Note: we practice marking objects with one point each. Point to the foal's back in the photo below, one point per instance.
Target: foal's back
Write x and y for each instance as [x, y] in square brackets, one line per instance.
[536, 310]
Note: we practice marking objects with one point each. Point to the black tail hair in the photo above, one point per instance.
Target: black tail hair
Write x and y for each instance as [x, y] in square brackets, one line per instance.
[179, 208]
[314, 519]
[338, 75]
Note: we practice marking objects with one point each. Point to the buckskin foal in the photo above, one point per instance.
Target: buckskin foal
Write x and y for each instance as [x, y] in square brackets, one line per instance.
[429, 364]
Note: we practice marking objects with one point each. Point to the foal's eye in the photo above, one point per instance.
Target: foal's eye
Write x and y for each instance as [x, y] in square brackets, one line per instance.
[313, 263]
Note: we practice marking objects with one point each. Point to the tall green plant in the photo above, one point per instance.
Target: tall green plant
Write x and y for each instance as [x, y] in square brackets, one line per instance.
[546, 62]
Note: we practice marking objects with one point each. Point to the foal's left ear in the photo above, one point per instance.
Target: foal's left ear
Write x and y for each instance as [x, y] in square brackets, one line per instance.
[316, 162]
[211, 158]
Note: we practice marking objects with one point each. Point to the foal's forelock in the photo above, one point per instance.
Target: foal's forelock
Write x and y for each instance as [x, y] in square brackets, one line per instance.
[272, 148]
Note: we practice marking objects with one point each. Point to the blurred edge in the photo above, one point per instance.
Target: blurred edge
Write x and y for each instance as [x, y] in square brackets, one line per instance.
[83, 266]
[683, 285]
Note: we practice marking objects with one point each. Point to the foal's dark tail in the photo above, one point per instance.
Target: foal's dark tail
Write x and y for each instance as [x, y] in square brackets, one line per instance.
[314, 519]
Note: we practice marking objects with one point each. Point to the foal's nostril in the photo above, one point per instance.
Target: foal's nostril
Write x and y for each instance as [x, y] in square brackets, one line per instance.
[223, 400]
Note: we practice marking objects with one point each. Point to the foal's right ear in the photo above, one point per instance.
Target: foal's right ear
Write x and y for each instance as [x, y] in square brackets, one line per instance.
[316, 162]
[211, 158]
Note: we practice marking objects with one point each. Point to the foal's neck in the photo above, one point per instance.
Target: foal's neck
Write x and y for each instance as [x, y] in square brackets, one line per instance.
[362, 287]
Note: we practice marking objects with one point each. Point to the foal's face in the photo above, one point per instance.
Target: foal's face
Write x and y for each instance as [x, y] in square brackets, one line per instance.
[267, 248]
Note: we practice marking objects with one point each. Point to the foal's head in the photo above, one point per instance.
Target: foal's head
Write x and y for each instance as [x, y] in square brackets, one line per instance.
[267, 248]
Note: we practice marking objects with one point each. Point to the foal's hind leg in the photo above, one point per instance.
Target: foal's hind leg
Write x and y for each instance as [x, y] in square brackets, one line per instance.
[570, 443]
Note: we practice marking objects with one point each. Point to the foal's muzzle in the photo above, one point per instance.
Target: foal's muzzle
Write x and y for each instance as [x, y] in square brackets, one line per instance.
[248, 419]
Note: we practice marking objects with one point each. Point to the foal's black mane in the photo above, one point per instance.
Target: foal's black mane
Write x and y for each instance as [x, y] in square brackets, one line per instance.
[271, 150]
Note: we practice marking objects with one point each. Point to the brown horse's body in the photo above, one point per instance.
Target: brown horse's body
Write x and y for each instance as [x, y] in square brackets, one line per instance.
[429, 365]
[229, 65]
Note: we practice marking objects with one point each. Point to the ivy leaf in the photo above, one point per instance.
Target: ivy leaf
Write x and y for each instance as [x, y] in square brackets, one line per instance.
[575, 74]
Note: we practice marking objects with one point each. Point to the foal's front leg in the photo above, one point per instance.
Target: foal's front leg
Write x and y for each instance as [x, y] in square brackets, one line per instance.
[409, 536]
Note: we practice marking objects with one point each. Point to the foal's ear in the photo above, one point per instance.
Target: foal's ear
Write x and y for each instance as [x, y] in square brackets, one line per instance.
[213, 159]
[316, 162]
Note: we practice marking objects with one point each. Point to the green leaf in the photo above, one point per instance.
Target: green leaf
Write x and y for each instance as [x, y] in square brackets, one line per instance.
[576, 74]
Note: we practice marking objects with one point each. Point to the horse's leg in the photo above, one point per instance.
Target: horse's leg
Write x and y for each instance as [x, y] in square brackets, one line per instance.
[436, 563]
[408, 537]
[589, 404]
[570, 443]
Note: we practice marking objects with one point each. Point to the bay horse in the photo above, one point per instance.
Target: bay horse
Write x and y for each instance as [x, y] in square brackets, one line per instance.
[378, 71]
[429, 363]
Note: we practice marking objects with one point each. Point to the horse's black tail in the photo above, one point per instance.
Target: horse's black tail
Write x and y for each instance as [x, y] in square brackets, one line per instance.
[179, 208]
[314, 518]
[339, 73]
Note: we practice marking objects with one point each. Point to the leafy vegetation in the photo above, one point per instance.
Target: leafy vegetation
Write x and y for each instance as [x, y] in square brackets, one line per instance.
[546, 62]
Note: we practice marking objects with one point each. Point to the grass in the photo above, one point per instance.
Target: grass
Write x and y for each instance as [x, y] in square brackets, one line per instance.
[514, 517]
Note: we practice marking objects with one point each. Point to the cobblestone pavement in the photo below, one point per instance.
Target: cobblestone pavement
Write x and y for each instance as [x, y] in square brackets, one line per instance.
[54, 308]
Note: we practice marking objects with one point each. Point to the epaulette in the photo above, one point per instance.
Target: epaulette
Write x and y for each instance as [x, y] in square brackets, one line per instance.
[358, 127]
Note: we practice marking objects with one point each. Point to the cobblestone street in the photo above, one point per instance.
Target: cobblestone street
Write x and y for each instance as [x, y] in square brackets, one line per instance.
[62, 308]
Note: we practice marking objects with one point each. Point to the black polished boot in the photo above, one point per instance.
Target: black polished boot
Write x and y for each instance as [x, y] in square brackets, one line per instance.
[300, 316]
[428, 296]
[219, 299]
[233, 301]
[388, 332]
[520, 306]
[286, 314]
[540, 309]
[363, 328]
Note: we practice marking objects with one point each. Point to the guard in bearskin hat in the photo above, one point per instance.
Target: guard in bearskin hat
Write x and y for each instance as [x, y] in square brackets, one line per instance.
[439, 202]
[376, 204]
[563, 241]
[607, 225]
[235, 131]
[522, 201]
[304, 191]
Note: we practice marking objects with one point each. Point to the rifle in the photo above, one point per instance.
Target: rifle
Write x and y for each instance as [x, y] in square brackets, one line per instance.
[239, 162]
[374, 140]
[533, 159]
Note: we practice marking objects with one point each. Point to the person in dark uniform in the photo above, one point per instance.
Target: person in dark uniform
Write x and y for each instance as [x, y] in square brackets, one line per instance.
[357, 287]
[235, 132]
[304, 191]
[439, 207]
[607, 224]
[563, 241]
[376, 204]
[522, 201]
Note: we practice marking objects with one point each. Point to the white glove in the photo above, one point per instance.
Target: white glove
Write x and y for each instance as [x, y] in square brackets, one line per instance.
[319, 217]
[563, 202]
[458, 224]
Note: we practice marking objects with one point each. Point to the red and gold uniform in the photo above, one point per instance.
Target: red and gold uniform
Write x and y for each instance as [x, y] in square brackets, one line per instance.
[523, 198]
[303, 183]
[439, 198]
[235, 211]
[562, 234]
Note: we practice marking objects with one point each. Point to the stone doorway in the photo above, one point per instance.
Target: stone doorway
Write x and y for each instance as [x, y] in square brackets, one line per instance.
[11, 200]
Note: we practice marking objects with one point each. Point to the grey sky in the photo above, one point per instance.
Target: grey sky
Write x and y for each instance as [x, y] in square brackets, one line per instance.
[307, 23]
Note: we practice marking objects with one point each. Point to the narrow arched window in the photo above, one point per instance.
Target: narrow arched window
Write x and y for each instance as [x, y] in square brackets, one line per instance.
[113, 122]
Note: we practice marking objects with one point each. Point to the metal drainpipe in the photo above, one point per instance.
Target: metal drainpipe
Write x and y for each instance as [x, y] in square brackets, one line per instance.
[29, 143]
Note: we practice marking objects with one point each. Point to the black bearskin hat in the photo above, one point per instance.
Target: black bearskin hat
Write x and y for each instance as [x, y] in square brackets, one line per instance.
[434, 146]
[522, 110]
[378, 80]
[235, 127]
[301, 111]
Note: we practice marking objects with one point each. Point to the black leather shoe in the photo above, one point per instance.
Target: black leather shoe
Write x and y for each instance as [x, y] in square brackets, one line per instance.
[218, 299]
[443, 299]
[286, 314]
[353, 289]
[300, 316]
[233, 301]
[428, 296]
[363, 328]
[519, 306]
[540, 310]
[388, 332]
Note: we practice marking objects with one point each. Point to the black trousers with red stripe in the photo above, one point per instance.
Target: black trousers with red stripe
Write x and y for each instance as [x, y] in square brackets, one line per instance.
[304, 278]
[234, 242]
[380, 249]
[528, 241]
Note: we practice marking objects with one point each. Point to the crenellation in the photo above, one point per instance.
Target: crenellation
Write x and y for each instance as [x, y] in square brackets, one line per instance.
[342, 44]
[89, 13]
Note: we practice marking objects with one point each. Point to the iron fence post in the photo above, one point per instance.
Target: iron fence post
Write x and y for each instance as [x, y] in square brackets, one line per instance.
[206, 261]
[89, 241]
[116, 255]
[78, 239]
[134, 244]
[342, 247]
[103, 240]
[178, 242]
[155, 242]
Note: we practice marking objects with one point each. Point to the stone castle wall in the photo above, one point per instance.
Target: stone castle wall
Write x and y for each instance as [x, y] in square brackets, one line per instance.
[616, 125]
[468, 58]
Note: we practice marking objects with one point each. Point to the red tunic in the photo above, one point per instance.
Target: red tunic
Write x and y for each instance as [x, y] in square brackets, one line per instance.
++++++++++++++++++++
**What to work on**: Extract every line from the one containing "to the crenellation" through the last line of the data, inclusive, exactly as written.

**Final answer**:
Note: we practice marking objects with one point each. Point to the crenellation in the photo above, one point per instance.
Target: crenellation
Write x and y for each instance as [x, y] in square brackets, one line per instance.
[342, 44]
[89, 13]
Note: we practice marking objects with one point each. Point to the iron fence post in the photo above, one point per instance.
Target: iron fence post
Write x and y for each instance as [x, y] in square brackets, one line per instance.
[206, 261]
[89, 241]
[116, 255]
[78, 239]
[134, 244]
[342, 247]
[103, 240]
[178, 242]
[155, 242]
Note: we practice marking objects with one point each. Point to the stone castle wall in the photo above, one point per instance.
Target: stone castle wall
Write x and y for each instance as [x, y] in square brackets, one line per instance.
[616, 125]
[468, 58]
Note: we practice marking objects with one point each. Point to the red tunic in the photo above, one point per instance.
Target: red tunic
Write x and y for each instance as [x, y] in square brackets, one line per instance.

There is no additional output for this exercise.